What you have to do: Transcribe everything in the listing as written, and let no image into the copy.

Data to examine:

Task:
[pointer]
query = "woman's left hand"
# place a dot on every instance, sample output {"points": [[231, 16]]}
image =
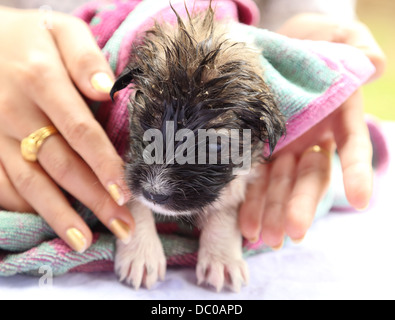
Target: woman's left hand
{"points": [[284, 200]]}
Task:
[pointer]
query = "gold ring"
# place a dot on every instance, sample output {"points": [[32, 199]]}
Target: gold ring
{"points": [[31, 145], [318, 149]]}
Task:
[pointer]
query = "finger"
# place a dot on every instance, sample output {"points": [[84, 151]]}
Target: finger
{"points": [[70, 172], [250, 213], [83, 58], [75, 121], [9, 198], [362, 38], [355, 151], [280, 186], [32, 183], [311, 182], [73, 175]]}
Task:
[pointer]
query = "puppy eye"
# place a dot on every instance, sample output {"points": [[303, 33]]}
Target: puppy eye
{"points": [[215, 147]]}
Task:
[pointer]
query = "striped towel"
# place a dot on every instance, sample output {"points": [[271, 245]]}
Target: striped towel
{"points": [[310, 80]]}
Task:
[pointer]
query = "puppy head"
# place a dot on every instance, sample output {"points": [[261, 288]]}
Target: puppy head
{"points": [[187, 80]]}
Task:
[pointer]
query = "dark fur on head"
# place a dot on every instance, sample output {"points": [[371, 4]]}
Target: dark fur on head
{"points": [[194, 75]]}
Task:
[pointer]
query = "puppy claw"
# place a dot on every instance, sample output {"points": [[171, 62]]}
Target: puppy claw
{"points": [[138, 264], [231, 274]]}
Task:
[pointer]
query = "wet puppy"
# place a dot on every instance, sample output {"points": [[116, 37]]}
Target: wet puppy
{"points": [[201, 117]]}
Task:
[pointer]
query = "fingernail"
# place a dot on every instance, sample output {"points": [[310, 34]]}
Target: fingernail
{"points": [[297, 241], [102, 82], [254, 240], [363, 208], [116, 194], [121, 230], [279, 247], [77, 240]]}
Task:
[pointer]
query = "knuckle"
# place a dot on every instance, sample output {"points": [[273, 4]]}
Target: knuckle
{"points": [[25, 182], [76, 131], [84, 58], [99, 207], [58, 166], [36, 70]]}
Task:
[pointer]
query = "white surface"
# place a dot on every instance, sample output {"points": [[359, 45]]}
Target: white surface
{"points": [[344, 256]]}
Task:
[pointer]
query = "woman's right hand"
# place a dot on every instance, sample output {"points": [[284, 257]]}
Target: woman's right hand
{"points": [[46, 60]]}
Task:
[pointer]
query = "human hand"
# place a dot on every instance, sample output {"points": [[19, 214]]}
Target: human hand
{"points": [[43, 71], [286, 196]]}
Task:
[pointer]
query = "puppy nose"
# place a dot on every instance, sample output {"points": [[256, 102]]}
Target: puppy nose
{"points": [[156, 198]]}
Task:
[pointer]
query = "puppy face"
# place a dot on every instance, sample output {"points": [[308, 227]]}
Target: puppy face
{"points": [[191, 78]]}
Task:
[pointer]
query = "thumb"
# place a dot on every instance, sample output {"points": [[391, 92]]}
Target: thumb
{"points": [[82, 57]]}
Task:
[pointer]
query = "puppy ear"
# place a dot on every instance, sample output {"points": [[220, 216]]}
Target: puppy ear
{"points": [[125, 79]]}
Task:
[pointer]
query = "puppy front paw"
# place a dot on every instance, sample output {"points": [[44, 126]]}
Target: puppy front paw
{"points": [[142, 262], [219, 271]]}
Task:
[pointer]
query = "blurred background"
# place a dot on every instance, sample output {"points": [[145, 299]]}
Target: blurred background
{"points": [[379, 15]]}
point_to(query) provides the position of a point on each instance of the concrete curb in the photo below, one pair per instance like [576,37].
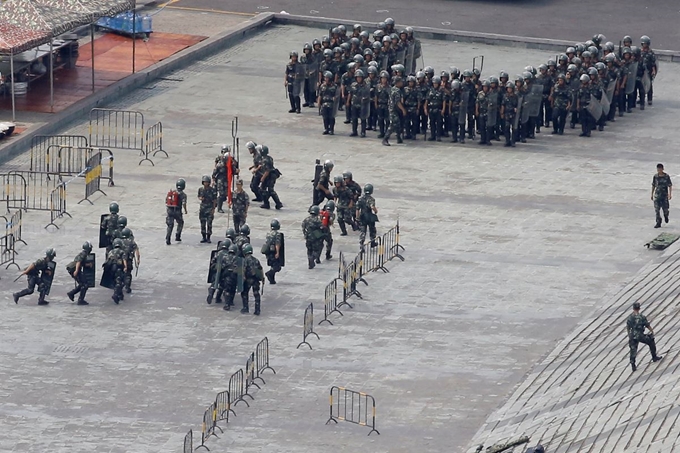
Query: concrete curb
[178,61]
[552,45]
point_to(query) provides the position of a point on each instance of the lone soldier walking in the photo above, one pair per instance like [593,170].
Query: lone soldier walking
[252,276]
[662,192]
[313,233]
[38,273]
[635,325]
[272,250]
[206,212]
[239,204]
[367,215]
[77,270]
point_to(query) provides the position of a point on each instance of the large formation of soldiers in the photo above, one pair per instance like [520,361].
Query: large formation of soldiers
[376,82]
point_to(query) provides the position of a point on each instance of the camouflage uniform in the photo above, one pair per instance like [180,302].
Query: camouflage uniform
[239,208]
[206,212]
[313,233]
[661,185]
[252,276]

Reply to the exercise:
Task:
[pointer]
query = "woman's left hand"
# place a dot on every instance, sample output {"points": [[231, 16]]}
image =
Target: woman's left hand
{"points": [[284, 200]]}
Task:
[pointer]
query = "gold ring"
# place a dot on every instance, sample output {"points": [[32, 199]]}
Target: gold ring
{"points": [[31, 145], [318, 149]]}
Task:
[pointer]
query = "finger"
# place a dot on every instance, sample output {"points": [[84, 151]]}
Target: finger
{"points": [[70, 172], [250, 213], [83, 58], [75, 121], [9, 198], [362, 38], [355, 151], [280, 186], [32, 183], [311, 182], [73, 175]]}
Task:
[pointer]
query = "puppy eye"
# place a dot on every instance, sample output {"points": [[303, 33]]}
Target: puppy eye
{"points": [[215, 147]]}
Task:
[pointer]
query = "striped towel"
# place a dot on every instance, sample output {"points": [[271, 245]]}
Target: striped towel
{"points": [[310, 80]]}
Task:
[pointer]
query = "puppy head"
# place a dot on every instance, sample output {"points": [[261, 288]]}
Target: puppy head
{"points": [[187, 80]]}
Task:
[pointer]
query = "dark fur on head"
# place a dot on every instance, sample output {"points": [[371, 4]]}
Target: dark fur on head
{"points": [[194, 75]]}
Task:
[pointer]
query = "puppy claw"
# place a dot on every instance, sample output {"points": [[171, 62]]}
Target: puppy claw
{"points": [[138, 264], [231, 274]]}
Task:
[pointer]
query = "wet puppy"
# place a dot on every instance, sample output {"points": [[116, 37]]}
Target: wet puppy
{"points": [[201, 117]]}
Task:
[pointer]
query = "fingernail"
# place a dot on every instance, sample output {"points": [[310, 34]]}
Target: fingernail
{"points": [[297, 241], [102, 82], [254, 240], [363, 208], [116, 194], [121, 230], [279, 247], [77, 240]]}
Task:
[pointer]
query = "knuckle"
# place a dot on every instance, sample output {"points": [[273, 4]]}
Target: knuckle
{"points": [[25, 182], [76, 131], [84, 58], [99, 207], [58, 166], [36, 70]]}
Task:
[pointer]
query = "white surface"
# place a dot on every instance, sample output {"points": [[359, 45]]}
Target: white surface
{"points": [[344, 256]]}
Task:
[pointer]
query = "woman's right hand"
# place a dot on every instance, sample output {"points": [[284, 257]]}
Target: woman's right hand
{"points": [[46, 60]]}
Task:
[pointer]
query = "human hand"
# place a dot on every instance, sample output {"points": [[19, 214]]}
Target: human hand
{"points": [[43, 71], [286, 196]]}
Task:
[pointer]
query = "puppy nose"
# place a dot on every instance, sample output {"points": [[256, 102]]}
Target: puppy nose
{"points": [[156, 198]]}
Task:
[pointer]
query = "puppy face"
# place a dot on every instance, sample output {"points": [[308, 227]]}
Target: puppy face
{"points": [[191, 78]]}
Task:
[pointer]
query = "thumb"
# place a dot on every instance, sample output {"points": [[391, 92]]}
Target: thumb
{"points": [[82, 57]]}
Task:
[pointer]
query = "puppy ear"
# place a dot on every instance, sample output {"points": [[220, 216]]}
Target: puppy ear
{"points": [[125, 79]]}
Task:
[pointer]
query = "puppy front paw"
# place a dot on every instance, sample output {"points": [[44, 126]]}
Target: puppy front paw
{"points": [[142, 262], [219, 271]]}
Task:
[pointer]
query = "blurred background"
# place a dot on every instance, sample output {"points": [[145, 299]]}
Target: blurred background
{"points": [[379, 15]]}
point_to(query) provides the position of a point on each instance of the concrete curb in the photo below, one pair per instance like [576,37].
Query: concrete curb
[178,61]
[552,45]
point_to(query) provides the position of a point on each instance of the lone soldier walking in the photo above, one pair per instance like [593,170].
Query: lone soldier walking
[252,276]
[662,192]
[313,233]
[38,273]
[635,325]
[272,250]
[206,212]
[239,204]
[367,215]
[77,270]
point_to(query) provides the position of a point on each instance of the large formation of soldiers in the photo above, one pair per instance like [520,361].
Query: large formation of soldiers
[376,82]
point_to(query) provides the position of a point on each instance of the camouflage uniform in the photo above, one pair per instance like [180,302].
Query: camouflage uniform
[239,208]
[206,212]
[313,233]
[661,185]
[252,276]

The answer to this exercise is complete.